_WORK TO DO_
Copy out all of the rows below character for character, changing nothing.
>> START INFORMATION GIVEN
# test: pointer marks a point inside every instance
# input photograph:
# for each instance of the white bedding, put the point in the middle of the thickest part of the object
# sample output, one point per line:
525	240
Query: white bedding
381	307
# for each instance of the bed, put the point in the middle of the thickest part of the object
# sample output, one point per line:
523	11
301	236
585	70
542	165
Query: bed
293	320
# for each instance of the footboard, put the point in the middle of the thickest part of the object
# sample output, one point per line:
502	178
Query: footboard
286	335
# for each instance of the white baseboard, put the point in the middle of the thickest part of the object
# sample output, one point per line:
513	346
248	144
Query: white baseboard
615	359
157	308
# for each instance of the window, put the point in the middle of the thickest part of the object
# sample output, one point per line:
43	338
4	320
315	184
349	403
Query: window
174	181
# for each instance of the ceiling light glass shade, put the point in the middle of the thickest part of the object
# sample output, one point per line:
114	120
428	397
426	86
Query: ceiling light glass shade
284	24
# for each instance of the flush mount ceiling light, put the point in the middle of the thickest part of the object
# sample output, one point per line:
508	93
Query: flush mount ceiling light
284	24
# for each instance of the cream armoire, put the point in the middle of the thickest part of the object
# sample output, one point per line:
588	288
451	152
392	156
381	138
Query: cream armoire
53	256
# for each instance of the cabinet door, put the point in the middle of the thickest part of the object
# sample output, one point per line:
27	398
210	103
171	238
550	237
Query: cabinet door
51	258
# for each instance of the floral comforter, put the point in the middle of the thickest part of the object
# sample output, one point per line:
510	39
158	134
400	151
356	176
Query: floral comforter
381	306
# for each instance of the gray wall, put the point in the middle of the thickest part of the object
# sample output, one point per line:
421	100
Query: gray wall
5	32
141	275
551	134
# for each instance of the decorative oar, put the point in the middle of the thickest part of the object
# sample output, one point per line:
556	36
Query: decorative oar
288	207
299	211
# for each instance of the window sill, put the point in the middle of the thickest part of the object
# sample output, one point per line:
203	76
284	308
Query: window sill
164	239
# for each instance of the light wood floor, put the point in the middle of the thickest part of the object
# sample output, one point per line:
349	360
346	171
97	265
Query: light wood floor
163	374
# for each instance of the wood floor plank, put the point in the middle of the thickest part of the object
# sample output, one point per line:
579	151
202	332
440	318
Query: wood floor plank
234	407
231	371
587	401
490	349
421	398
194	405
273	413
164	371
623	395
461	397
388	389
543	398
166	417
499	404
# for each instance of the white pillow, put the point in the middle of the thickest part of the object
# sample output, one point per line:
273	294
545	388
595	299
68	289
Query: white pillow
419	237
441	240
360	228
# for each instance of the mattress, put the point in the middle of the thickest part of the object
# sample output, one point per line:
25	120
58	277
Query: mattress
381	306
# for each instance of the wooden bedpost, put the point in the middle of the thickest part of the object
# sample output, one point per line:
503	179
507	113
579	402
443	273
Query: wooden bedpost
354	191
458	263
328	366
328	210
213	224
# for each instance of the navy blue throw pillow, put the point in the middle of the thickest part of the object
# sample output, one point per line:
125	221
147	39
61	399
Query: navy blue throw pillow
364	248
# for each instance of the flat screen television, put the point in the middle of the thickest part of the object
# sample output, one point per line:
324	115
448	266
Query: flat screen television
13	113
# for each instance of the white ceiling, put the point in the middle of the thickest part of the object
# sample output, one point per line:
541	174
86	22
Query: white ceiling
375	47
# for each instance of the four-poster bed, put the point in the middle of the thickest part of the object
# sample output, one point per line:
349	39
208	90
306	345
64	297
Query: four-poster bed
>> END INFORMATION GIVEN
_RESULT_
# test: pointer marks a point inside every instance
# input photograph:
# for each instance of the white bedding, put the point in the middle of the thickest part of the object
# sample output, one point per line:
525	240
Query: white bedding
381	307
# for each instance of the bed, put the point in the middle of the thickest part of the object
# sample output, one point per line:
523	11
301	236
585	70
542	165
Query: bed
293	320
# for each instance of the footboard, put the point in the middle of the thickest part of the object
# sample output, one point per line:
502	178
Query: footboard
286	335
# for each instance of the white baseboard, put the point in the middle of the thickest part of the object
# sample output, one point per line:
513	346
248	144
Query: white baseboard
615	359
157	308
# for each instance of the window, put the point in the middle of the thickest part of the object
# sample output, one point per line:
43	338
4	320
315	184
349	403
Query: window
174	181
# for each instance of the ceiling light glass shade, put the point in the middle of the thickest part of the object
# sample output, one point per line:
114	120
428	397
426	86
Query: ceiling light glass shade
284	24
# for each instance of the flush mount ceiling light, put the point in the middle of the thickest part of the object
# sample output, one point per line:
508	93
Query: flush mount ceiling light
284	24
# for each instance of the cream armoire, put the point in the middle of the thickest part of the object
# sample output, one point per line:
588	288
451	152
392	156
381	138
Query: cream armoire
53	256
# for each instance of the cabinet door, put the point in the middle of the thickest part of the object
# sample output, one point per line:
27	398
210	103
171	238
550	237
Query: cabinet door
51	258
# for each instance of the floral comforter, put the point in the middle of the thickest part of the object
# sample output, one point per line:
510	39
158	134
400	151
356	176
Query: floral comforter
381	306
# for each instance of the gray wall, put the point in the middle of the thickest part of the object
# sample output, one point per line:
421	100
Query: gray wall
5	32
141	275
551	134
# for each instance of the decorative oar, put the point in the middle of the thickest part of the object
# sample output, one point per line:
556	36
Query: decorative oar
288	207
299	211
# for each instance of the window sill, put the point in the middle of the thickest part of the object
# sample output, one point per line:
203	76
284	308
Query: window sill
164	239
# for each instance of the light wood floor, put the point in the middle of the thickest part of the object
# sample output, one point per line:
349	360
346	171
97	265
Query: light wood floor
163	374
# for each instance of the wood floor plank, put the point in the middle of the thickest part of the object
# sample output, one point per line:
579	151
202	332
440	318
Query: wood floor plank
234	407
231	371
587	401
490	349
421	398
194	405
273	413
164	371
623	395
461	397
388	389
543	398
166	417
499	404
# for each instance of the white pillow, put the point in the middle of the thickest part of the object
# sample output, one point per line:
273	294
545	388
595	299
68	289
Query: white pillow
419	237
441	240
360	228
# for each instance of the mattress, put the point in the middle of the thickest part of the object
# sample output, one point per line:
25	120
58	277
Query: mattress
381	306
# for each instance of the wooden bedpost, put the point in the middle of the thickest part of the object
# sample output, one point per line:
503	179
507	113
579	402
443	273
Query: wooden bedpost
354	191
458	263
328	366
328	210
213	224
# for each instance of the navy blue throw pillow, put the point in the middle of the thickest part of the object
# sample output, one point per line:
125	221
147	39
61	399
Query: navy blue throw pillow
364	248
# for each instance of the flat screen television, put the point in the middle of the thickest part of the object
# sample output, one point per line:
324	115
448	266
Query: flat screen television
13	113
# for each instance of the white ceiling, put the point in the middle of the thickest part of the object
# sample output, one point per line:
541	174
86	22
Query: white ceiling
375	47
# for each instance of the four-poster bed, put the point in the middle of the thickest part of the object
# sample output, one point per line:
349	39
208	90
306	345
64	297
Query: four-poster bed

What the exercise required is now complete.